## Source extract
[Start of Attachment]
Monday, June 27, 2011

I love you more than...

The child is a little troubled these days by various things, tiddly pom... not least of which is that, following some renewed reading of Winnie the Pooh he is having nightmares about bees and wasps.  He's also having nightmares about daleks, 'the wrong car' and other great evil beings who lurk in his bedroom, interspersed with good dreams about eating sushi in Victoria train station.

This of course means we spend our nights like the Sorcerors Apprentice racing back and forth from our room to his, carrying buckets of whatever it is that parents use to scare monsters until, inevitably, he ends up in our bed, hogging the blankets.

As he drops gently off into nightmare alley, he tells us how much he loves us which is of course the sort of thing that gets one's Motherly Love brain fluffing up its feathers and cackling inanely, so of course I have been encouraging this; however I believe it may have Gone Too Far.

It started very sweetly:  'I love you all day Mummy'; 'I'll love you always, Charlie'; 'I love you all day and all week and all year;' 'I love you more than that, sweetie'; 'I love you more than that, Mummy!' and so on... Here are a few recent examples, however:

"I love you more than toys"
"I love you more than tigers"
"I love you more than the pavement"
"I love you more than our car"

 Last night it was "I love you more than alligators!"

I feel he is stretching, at this point, to grasp the entire concept. 

Sigh.

Tuesday, June 14, 2011

tick tock tick tock

The child is in bed; clutching a warm pillow to its tum... With the impending onset of school we are having some, presumably subconcious, regressing of various bits and pieces; which in the case of our son means his relationship to his innards, to which it appears he feels wholely prisoner.
[End of Attachment]
## Dataset content
[Start of Attachment]
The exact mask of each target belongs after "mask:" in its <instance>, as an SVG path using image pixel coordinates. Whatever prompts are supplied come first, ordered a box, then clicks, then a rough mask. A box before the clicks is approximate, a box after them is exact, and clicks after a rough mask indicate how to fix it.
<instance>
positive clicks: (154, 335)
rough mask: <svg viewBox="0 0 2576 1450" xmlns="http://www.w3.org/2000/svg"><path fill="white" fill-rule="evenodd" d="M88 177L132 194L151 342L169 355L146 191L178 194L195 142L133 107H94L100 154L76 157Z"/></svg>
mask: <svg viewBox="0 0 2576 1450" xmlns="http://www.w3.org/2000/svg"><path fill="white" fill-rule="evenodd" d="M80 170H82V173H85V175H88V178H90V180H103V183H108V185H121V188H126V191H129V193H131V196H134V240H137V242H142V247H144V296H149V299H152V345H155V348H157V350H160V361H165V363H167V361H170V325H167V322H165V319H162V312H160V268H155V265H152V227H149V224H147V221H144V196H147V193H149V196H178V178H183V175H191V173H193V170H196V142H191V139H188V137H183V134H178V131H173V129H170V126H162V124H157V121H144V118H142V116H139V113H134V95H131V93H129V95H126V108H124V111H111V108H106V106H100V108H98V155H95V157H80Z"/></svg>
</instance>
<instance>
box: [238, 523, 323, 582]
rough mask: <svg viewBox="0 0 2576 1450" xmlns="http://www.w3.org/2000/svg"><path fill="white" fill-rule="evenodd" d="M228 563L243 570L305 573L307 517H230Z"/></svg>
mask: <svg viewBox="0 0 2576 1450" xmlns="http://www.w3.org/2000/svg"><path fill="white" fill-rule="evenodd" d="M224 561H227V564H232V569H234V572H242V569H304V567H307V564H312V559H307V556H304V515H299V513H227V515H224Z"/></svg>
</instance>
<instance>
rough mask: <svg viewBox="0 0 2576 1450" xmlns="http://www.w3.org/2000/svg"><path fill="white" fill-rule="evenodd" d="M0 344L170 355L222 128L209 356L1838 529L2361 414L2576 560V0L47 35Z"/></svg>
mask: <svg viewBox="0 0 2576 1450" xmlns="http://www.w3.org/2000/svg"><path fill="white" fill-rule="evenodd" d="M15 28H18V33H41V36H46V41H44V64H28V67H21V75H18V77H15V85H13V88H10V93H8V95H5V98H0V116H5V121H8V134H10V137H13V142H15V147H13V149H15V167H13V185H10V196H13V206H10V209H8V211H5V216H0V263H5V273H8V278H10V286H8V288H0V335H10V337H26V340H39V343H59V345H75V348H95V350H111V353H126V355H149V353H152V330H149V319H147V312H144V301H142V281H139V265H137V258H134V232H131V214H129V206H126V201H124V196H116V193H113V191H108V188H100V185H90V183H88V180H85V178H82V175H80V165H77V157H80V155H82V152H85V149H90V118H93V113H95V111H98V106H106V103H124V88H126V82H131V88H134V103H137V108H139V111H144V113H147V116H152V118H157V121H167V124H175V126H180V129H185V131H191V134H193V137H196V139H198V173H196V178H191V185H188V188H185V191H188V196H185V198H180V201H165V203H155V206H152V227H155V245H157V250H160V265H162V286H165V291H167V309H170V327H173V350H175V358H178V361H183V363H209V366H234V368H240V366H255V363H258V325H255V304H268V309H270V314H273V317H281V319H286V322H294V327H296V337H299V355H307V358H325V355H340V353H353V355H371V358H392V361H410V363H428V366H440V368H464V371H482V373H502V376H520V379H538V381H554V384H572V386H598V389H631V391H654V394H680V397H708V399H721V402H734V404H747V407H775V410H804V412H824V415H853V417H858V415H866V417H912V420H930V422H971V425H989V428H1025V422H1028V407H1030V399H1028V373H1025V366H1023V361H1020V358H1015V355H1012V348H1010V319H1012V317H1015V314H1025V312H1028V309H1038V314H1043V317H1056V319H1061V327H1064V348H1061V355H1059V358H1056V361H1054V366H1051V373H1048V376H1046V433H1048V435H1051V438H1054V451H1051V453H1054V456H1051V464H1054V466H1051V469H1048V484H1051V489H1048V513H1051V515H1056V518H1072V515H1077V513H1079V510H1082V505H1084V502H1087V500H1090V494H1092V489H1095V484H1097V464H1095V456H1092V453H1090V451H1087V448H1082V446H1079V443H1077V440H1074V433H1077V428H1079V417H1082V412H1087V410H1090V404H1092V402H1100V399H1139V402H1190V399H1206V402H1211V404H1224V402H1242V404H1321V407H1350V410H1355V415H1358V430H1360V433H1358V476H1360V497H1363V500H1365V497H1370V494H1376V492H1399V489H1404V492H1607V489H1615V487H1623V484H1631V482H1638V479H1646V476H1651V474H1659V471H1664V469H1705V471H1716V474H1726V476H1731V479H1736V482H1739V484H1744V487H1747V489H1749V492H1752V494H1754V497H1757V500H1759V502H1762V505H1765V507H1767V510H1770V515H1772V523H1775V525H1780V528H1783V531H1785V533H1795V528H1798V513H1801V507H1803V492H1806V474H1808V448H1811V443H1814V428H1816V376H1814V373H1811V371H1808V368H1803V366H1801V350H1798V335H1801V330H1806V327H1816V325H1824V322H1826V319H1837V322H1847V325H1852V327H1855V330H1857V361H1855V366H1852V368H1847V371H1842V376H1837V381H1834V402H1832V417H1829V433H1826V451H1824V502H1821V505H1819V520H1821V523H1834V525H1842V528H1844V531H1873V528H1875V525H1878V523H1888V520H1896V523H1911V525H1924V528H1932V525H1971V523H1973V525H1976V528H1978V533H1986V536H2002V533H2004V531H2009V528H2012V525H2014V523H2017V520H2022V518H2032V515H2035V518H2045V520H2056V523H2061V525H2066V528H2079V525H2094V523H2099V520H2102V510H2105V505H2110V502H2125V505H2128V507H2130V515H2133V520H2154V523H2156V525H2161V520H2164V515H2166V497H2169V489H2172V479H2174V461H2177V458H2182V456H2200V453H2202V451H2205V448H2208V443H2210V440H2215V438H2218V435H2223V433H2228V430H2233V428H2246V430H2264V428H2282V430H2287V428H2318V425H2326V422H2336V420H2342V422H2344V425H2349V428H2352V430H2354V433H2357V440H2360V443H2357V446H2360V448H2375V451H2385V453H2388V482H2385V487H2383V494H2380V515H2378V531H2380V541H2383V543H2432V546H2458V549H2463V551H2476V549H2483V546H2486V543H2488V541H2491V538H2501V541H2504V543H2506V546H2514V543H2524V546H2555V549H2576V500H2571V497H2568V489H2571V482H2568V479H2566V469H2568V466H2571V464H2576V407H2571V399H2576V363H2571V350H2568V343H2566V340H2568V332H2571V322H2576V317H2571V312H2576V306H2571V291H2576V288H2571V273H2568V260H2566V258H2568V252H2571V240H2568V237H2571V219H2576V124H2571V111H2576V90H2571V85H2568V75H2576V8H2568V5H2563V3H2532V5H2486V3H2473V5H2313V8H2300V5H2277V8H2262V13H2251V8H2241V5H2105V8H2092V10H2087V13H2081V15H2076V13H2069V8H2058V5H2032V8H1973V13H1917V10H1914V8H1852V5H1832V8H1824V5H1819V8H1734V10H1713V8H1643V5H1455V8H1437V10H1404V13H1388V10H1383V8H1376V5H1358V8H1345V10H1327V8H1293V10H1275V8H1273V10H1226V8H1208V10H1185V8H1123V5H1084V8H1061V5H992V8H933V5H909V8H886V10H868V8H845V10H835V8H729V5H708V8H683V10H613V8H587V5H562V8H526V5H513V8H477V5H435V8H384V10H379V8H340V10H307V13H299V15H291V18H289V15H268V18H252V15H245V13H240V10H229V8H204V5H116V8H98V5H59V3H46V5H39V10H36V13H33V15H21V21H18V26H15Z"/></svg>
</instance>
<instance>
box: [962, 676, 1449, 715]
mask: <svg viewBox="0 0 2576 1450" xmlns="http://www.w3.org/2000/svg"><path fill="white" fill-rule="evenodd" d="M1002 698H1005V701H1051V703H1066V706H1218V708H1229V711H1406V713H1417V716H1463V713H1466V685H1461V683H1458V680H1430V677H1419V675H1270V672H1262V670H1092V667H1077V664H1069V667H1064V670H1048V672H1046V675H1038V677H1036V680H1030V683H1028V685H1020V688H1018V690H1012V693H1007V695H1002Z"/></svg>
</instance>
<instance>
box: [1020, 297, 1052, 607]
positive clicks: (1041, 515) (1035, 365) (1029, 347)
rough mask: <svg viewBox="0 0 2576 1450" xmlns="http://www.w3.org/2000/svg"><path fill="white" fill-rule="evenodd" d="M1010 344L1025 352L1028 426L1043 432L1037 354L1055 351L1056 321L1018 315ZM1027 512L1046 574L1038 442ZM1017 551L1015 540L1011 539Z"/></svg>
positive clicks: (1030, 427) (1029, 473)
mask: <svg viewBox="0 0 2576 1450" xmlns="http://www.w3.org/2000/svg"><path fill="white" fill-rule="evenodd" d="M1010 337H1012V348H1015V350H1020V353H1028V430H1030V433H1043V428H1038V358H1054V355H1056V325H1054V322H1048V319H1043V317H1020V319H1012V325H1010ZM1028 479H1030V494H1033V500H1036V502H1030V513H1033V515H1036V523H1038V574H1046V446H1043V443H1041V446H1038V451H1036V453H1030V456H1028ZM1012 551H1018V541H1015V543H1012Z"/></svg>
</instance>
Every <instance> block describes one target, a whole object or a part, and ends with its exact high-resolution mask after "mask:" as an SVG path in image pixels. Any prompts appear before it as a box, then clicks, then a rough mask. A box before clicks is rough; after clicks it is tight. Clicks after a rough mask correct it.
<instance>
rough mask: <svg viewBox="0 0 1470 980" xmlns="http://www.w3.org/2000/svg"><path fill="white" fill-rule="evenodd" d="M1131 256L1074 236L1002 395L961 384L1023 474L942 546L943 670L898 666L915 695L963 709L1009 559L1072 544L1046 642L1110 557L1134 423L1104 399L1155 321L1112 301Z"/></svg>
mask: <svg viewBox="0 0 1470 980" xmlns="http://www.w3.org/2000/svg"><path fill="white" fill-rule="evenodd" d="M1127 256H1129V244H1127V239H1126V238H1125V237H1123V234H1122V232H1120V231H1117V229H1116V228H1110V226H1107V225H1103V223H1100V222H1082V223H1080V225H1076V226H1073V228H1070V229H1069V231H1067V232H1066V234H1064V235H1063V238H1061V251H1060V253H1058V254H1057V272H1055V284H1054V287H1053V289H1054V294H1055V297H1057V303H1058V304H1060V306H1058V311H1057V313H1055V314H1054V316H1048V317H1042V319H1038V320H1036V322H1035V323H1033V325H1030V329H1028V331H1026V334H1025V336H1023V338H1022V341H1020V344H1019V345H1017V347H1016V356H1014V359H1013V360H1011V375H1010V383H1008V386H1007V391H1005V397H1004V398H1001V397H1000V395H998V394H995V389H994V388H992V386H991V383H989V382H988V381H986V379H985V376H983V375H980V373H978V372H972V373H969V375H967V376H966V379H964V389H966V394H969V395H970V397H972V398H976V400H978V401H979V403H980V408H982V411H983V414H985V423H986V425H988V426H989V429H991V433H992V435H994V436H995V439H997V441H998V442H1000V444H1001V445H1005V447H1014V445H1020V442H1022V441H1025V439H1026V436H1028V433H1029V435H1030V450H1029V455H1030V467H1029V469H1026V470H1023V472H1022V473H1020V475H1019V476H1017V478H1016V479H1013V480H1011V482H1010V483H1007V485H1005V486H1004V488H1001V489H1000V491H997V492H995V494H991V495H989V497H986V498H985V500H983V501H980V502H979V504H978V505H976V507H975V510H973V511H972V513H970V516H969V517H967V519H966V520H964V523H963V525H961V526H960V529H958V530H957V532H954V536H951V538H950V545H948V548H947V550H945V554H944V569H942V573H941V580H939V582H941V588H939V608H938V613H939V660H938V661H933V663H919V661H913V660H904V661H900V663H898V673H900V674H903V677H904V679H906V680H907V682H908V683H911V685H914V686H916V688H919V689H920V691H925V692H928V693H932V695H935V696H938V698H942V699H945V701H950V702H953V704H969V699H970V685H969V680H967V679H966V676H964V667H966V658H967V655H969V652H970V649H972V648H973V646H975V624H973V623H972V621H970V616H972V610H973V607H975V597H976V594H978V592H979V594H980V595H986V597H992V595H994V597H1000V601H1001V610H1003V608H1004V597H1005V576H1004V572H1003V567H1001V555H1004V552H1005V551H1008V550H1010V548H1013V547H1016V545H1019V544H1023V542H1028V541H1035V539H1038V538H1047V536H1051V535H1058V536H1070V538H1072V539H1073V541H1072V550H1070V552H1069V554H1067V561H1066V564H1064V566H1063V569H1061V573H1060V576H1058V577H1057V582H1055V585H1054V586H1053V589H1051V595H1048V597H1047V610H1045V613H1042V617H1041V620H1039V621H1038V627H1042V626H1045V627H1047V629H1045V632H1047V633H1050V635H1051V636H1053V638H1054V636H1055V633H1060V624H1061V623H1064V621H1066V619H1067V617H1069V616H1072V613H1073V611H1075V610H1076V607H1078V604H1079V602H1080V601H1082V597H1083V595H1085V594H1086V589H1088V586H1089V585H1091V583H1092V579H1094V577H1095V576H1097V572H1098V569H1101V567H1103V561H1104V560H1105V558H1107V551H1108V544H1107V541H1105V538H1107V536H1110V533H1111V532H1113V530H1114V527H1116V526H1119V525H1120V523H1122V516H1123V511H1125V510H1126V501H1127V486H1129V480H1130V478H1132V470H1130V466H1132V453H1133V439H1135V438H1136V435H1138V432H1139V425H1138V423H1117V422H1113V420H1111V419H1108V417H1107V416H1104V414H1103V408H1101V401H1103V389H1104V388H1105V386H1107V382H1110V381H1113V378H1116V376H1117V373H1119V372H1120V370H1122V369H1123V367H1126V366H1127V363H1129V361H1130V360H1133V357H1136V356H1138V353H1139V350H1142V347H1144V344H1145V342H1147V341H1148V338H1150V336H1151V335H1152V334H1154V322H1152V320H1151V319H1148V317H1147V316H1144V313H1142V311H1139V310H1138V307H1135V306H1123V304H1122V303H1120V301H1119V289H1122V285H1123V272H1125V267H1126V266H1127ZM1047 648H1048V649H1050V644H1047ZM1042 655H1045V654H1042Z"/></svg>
[End of Attachment]
## Actions to take
A) In the blog text, list every thing the child says he loves the parent more than, starting with the "recent examples."
B) Quote from the blog text. Begin at the words "I love you more than..." and stop after "Victoria train station.".
The rows are separate material and have nothing to do with the blog text.

## Per-task outputs
A)
toys
tigers
the pavement
our car
alligators

B)
I love you more than...

The child is a little troubled these days by various things, tiddly pom... not least of which is that, following some renewed reading of Winnie the Pooh he is having nightmares about bees and wasps.  He's also having nightmares about daleks, 'the wrong car' and other great evil beings who lurk in his bedroom, interspersed with good dreams about eating sushi in Victoria train station.